Text excerpt —
** BEGIN **
Siliceous ooze dominates two broad belts of the seafloor: one surrounding the equator and another at the high latitudes near Antarctica. While the sheer mass of material raining down is large, the layer grows at less than an inch per millennium. That doesn’t sound like much, but imagine the volume of dust required to form an inch-thick layer on your bookshelf. Now imagine the layer covers all of North America and South America. 

There are two predominant forms of siliceous ooze.

Radiolarian ooze

Radiolarians are microscopic organisms that fall under the umbrella of plankton. Their body consists of one cell with organelles, and in some cases symbiotic algae, sheltered inside a silicate cage. Roughly the width of two human hairs, the silicate cages are of exquisite geometric composition. The 19th-century zoologist Ernst Haeckel drew a book of beautiful charts of the many radiolarians he discovered under a microscope. 

Radiolarian drawing. (Credit: Ernst Haeckel Kunstformen der Natur (1904) / Public Domain)
Radiolarian drawing. (Credit: Ernst Haeckel Kunstformen der Natur (1904) / Public Domain)

After spending a few weeks photosynthesizing in shallow water, the organisms gradually sink over a period of months. They may come to rest on the seafloor, if it lies above the depth at which their silicate structures dissolve. Radiolarian ooze fossilizes and solidifies into radiolarite, a hard sedimentary rock layer. Paleolithic humans made edged tools from it, while modern humans find other uses.

Diatom ooze

Diatoms are single-celled algae. They, too, form elaborate geometric shells that gleam in microscope images. With lifespans measured in days and reproductive cycles measured in hours, they are, unsurprisingly, staggeringly common in the ocean.
** END **
Required work —
a - Write out the part of the passage on siliceous ooze that begins at the words "Siliceous ooze dominates" and stops after "and South America.".
b - Present every line of the records as a numbered list, with blank lines omitted and the pictures left out.
The passage on siliceous ooze and the records come from separate, unrelated sources.

Record list —
** BEGIN **
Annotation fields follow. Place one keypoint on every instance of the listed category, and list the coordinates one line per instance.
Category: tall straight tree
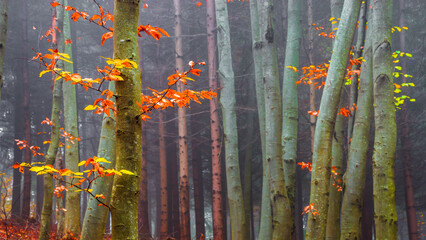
(185, 230)
(219, 229)
(53, 148)
(265, 229)
(3, 30)
(385, 218)
(239, 226)
(124, 200)
(281, 212)
(72, 199)
(410, 206)
(354, 181)
(26, 200)
(327, 116)
(96, 216)
(290, 104)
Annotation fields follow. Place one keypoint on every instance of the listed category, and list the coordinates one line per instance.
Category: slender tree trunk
** END **
Exercise results —
a -
Siliceous ooze dominates two broad belts of the seafloor: one surrounding the equator and another at the high latitudes near Antarctica. While the sheer mass of material raining down is large, the layer grows at less than an inch per millennium. That doesn’t sound like much, but imagine the volume of dust required to form an inch-thick layer on your bookshelf. Now imagine the layer covers all of North America and South America.

b -
1. Annotation fields follow. Place one keypoint on every instance of the listed category, and list the coordinates one line per instance.
2. Category: tall straight tree
3. (185, 230)
4. (219, 229)
5. (53, 148)
6. (265, 229)
7. (3, 30)
8. (385, 218)
9. (239, 226)
10. (124, 200)
11. (281, 212)
12. (72, 199)
13. (410, 206)
14. (354, 181)
15. (26, 200)
16. (327, 116)
17. (96, 216)
18. (290, 104)
19. Annotation fields follow. Place one keypoint on every instance of the listed category, and list the coordinates one line per instance.
20. Category: slender tree trunk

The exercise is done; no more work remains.